**Image location labeling entries**:
+ + + +

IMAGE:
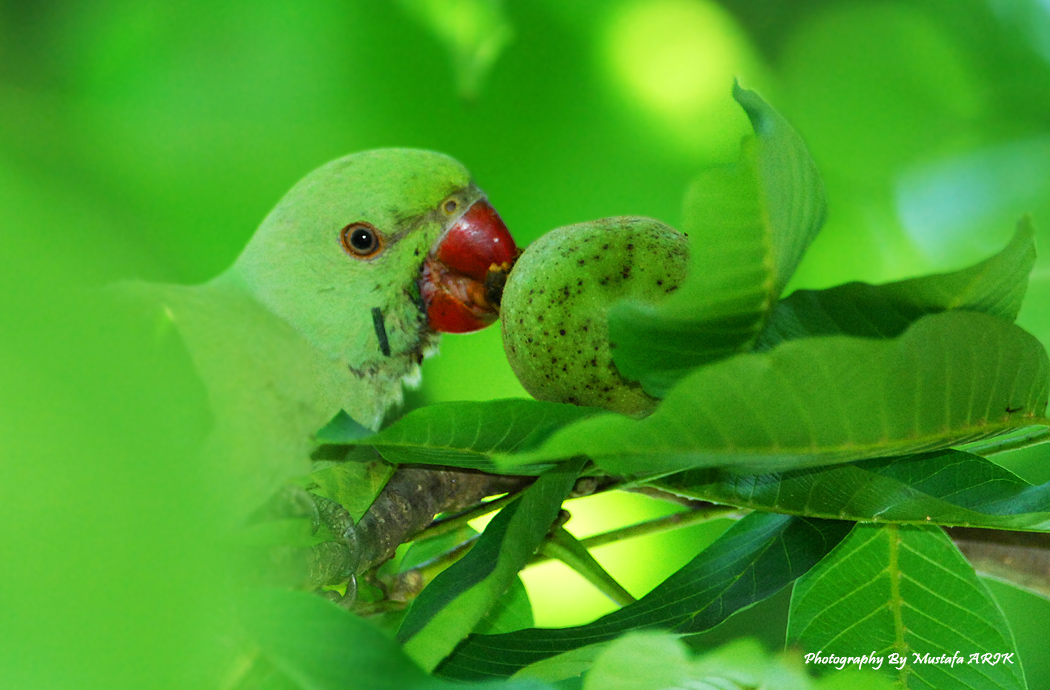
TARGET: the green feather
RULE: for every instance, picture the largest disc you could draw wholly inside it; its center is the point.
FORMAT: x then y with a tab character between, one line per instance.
286	337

+ + + +

**WHAT IS REQUIRED**: Rewrite the records above, switching "largest disc" to "biggest circle" and leaving everything else unchanged. Omit the pictures from your answer.

**FULL ANSWER**:
IMAGE:
TARGET: the green feather
RULE: for every instance, picture the biggest circle you could draw wholly inside it; its center is the point.
FORMAT: x then y with a tab character between, one line per instance.
286	337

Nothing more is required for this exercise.